- Opening Delimiter -

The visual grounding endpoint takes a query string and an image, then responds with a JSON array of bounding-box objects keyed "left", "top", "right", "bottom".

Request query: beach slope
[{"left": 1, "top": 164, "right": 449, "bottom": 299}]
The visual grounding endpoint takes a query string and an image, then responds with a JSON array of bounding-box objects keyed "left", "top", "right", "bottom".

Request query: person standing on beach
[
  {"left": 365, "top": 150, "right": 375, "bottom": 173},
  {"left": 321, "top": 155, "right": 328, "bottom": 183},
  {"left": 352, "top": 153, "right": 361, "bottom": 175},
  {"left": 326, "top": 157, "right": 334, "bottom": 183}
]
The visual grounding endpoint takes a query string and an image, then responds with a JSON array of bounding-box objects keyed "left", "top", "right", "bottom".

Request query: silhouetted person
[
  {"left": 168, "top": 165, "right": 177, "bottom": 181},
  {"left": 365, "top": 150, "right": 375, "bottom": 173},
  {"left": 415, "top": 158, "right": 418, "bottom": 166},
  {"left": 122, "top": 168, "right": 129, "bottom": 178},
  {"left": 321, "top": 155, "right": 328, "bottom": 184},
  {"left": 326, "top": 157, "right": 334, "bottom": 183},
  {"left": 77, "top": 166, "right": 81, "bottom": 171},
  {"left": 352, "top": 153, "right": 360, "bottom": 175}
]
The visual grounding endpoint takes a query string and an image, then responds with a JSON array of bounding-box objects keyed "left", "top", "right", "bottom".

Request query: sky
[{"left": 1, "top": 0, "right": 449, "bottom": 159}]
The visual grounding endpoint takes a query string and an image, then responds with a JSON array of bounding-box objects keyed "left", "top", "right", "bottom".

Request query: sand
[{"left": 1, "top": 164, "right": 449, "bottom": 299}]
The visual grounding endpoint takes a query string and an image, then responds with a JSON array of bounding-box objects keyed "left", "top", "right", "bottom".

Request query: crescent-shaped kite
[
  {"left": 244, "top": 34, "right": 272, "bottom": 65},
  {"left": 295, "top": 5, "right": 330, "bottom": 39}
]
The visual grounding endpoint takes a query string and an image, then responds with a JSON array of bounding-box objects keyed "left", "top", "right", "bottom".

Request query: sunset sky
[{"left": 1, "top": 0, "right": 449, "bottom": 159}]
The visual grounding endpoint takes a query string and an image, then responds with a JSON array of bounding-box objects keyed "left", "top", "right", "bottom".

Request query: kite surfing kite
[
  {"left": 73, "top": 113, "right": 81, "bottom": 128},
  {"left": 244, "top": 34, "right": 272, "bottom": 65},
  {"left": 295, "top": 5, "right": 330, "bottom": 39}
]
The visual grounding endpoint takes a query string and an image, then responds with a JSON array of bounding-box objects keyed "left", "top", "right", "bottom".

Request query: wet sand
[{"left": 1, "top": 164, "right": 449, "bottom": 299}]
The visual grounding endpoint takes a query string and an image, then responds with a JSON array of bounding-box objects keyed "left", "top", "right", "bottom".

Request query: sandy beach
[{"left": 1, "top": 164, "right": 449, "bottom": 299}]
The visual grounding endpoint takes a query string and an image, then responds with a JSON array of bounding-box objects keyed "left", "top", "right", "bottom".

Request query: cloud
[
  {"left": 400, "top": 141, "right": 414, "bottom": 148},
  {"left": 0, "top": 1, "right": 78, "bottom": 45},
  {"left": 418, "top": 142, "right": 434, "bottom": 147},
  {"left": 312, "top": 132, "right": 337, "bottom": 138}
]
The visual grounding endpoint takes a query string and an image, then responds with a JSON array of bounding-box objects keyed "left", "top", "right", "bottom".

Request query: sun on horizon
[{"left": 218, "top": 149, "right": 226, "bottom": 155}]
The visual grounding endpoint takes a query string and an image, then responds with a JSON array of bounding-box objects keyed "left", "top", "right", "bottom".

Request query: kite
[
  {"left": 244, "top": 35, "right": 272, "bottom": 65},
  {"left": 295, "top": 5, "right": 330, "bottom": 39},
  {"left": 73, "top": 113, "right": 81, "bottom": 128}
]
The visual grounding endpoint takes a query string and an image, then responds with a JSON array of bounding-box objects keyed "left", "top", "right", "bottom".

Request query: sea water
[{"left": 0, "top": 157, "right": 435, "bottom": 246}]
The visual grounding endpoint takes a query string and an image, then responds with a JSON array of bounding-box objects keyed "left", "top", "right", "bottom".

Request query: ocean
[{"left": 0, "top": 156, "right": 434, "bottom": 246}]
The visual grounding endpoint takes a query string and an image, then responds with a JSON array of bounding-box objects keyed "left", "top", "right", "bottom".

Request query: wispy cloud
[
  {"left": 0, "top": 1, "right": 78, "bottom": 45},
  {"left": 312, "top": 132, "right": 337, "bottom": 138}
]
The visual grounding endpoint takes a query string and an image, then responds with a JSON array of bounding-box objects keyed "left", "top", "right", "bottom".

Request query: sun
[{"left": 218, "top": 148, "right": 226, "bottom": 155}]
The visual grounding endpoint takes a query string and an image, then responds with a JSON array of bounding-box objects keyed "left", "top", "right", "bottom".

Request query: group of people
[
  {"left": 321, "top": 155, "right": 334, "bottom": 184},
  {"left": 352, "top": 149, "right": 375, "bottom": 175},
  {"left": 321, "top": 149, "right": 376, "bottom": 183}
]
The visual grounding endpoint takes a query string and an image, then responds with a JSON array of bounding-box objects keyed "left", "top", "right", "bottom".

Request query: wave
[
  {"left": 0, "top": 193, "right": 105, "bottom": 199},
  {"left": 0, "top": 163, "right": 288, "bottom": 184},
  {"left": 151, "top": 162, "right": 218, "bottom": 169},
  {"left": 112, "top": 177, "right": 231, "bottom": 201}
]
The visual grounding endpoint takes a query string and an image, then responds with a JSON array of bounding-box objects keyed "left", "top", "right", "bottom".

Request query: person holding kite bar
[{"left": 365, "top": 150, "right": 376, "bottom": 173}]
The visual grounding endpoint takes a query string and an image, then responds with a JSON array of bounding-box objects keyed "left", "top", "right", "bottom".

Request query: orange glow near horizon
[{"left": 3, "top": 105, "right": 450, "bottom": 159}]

- Closing Delimiter -

◆ TASK INSTRUCTIONS: Retype the entries. Every line must match exactly.

◆ YOUR SOLUTION:
The visual grounding endpoint takes a query string and an image, then responds with a JSON array of bounding-box objects keyed "left", "top", "right", "bottom".

Request query: beach slope
[{"left": 1, "top": 164, "right": 449, "bottom": 299}]
The visual grounding endpoint takes a query string and an image, then responds with a JSON array of bounding-box objects keyed "left", "top", "right", "bottom".

Request query: person standing on beach
[
  {"left": 365, "top": 150, "right": 375, "bottom": 173},
  {"left": 321, "top": 155, "right": 328, "bottom": 183},
  {"left": 352, "top": 153, "right": 361, "bottom": 175},
  {"left": 326, "top": 157, "right": 334, "bottom": 183}
]
The visual grounding endpoint takes a query string and an image, then responds with a JSON array of bounding-box objects keyed "left", "top", "right", "bottom".

Request query: silhouetted person
[
  {"left": 168, "top": 165, "right": 177, "bottom": 181},
  {"left": 365, "top": 150, "right": 375, "bottom": 173},
  {"left": 415, "top": 158, "right": 418, "bottom": 166},
  {"left": 122, "top": 168, "right": 129, "bottom": 178},
  {"left": 321, "top": 155, "right": 328, "bottom": 184},
  {"left": 326, "top": 157, "right": 334, "bottom": 183},
  {"left": 77, "top": 166, "right": 81, "bottom": 171},
  {"left": 352, "top": 153, "right": 360, "bottom": 175}
]
The visual grounding endpoint takes a query string and an image, then responds with a JSON array of bounding-box objects keyed "left", "top", "right", "bottom".

Request query: sky
[{"left": 1, "top": 0, "right": 449, "bottom": 159}]
The visual grounding endpoint takes a query string and an image, then responds with a JSON array of bounding-box objects keyed "left", "top", "right", "bottom".

Request query: sand
[{"left": 1, "top": 164, "right": 449, "bottom": 299}]
The visual grounding endpoint takes a query string and an image, then responds with a JSON array of bounding-box objects keyed "left", "top", "right", "bottom".

Request query: crescent-shaped kite
[
  {"left": 244, "top": 34, "right": 272, "bottom": 65},
  {"left": 295, "top": 5, "right": 330, "bottom": 39}
]
The visual grounding endpoint takes a query string and an image, then responds with a JSON array of bounding-box objects keyed "left", "top", "right", "bottom".

Request query: sunset sky
[{"left": 1, "top": 0, "right": 449, "bottom": 159}]
The visual grounding endpoint takes a query string and an image, then responds with a JSON array of bounding-box objects keyed "left", "top", "right", "bottom".

Request query: kite surfing kite
[
  {"left": 73, "top": 113, "right": 81, "bottom": 128},
  {"left": 244, "top": 34, "right": 272, "bottom": 65},
  {"left": 295, "top": 5, "right": 330, "bottom": 39}
]
The visual grounding endpoint takes a query string and an image, then responds with a JSON array of bounding-box objects keyed "left", "top", "right", "bottom".

Request query: wet sand
[{"left": 1, "top": 164, "right": 449, "bottom": 299}]
The visual grounding endpoint takes a query string and an image, then responds with a JSON array of bounding-box objects keyed "left", "top", "right", "bottom".

Request query: sandy beach
[{"left": 1, "top": 164, "right": 449, "bottom": 299}]
The visual grounding endpoint takes a query string and an image, then responds with a JSON array of bounding-box objects keyed "left", "top", "right", "bottom".

Request query: cloud
[
  {"left": 400, "top": 141, "right": 414, "bottom": 148},
  {"left": 0, "top": 1, "right": 78, "bottom": 45},
  {"left": 418, "top": 142, "right": 434, "bottom": 147},
  {"left": 312, "top": 132, "right": 337, "bottom": 138}
]
The visual grounding endpoint takes a query string and an image, then responds with a JSON array of bounding-box objects keyed "left", "top", "right", "bottom".

Request query: sun on horizon
[{"left": 218, "top": 149, "right": 226, "bottom": 155}]
The visual grounding endpoint takes a query string and an image, then responds with a JSON array of bounding-box objects keyed "left", "top", "right", "bottom".

Request query: kite
[
  {"left": 244, "top": 35, "right": 272, "bottom": 65},
  {"left": 295, "top": 5, "right": 330, "bottom": 39},
  {"left": 73, "top": 113, "right": 81, "bottom": 128}
]
The visual grounding endpoint takes a query string and an image, then responds with a JSON array of bounding-box objects keyed "left", "top", "right", "bottom".

Request query: sea water
[{"left": 0, "top": 157, "right": 435, "bottom": 246}]
The visual grounding endpoint takes a query string and an image, then responds with a JSON array of bounding-box objects keyed "left", "top", "right", "bottom".

Request query: ocean
[{"left": 0, "top": 156, "right": 434, "bottom": 246}]
The visual grounding endpoint takes a query string and an image, then responds with a JSON array of bounding-box objects keyed "left", "top", "right", "bottom".

Request query: wispy cloud
[
  {"left": 0, "top": 1, "right": 78, "bottom": 45},
  {"left": 312, "top": 132, "right": 337, "bottom": 138}
]
The visual grounding endpoint takes a query string and an image, then responds with a JSON array of bounding-box objects keyed "left", "top", "right", "bottom".

Request query: sun
[{"left": 218, "top": 148, "right": 226, "bottom": 155}]
The visual grounding endpoint takes a query string and an image, then responds with a JSON array of bounding-box objects keyed "left", "top", "right", "bottom".

Request query: group of people
[
  {"left": 321, "top": 155, "right": 334, "bottom": 184},
  {"left": 352, "top": 149, "right": 375, "bottom": 175},
  {"left": 321, "top": 149, "right": 376, "bottom": 183}
]
The visual grounding endpoint takes a query string and an image, then responds with a JSON array of bounding-box objects keyed "left", "top", "right", "bottom".

Request query: wave
[
  {"left": 0, "top": 193, "right": 105, "bottom": 199},
  {"left": 0, "top": 163, "right": 288, "bottom": 184},
  {"left": 151, "top": 162, "right": 218, "bottom": 169},
  {"left": 112, "top": 177, "right": 231, "bottom": 201}
]
The visual grounding endpoint takes a query string and an image, then responds with a JSON array of bounding-box objects keyed "left", "top", "right", "bottom".

Request query: person holding kite bar
[{"left": 365, "top": 150, "right": 376, "bottom": 173}]
The visual grounding endpoint takes a query string and an image, then responds with a JSON array of bounding-box objects keyed "left", "top", "right", "bottom".

Request query: orange glow near horizon
[{"left": 3, "top": 105, "right": 450, "bottom": 159}]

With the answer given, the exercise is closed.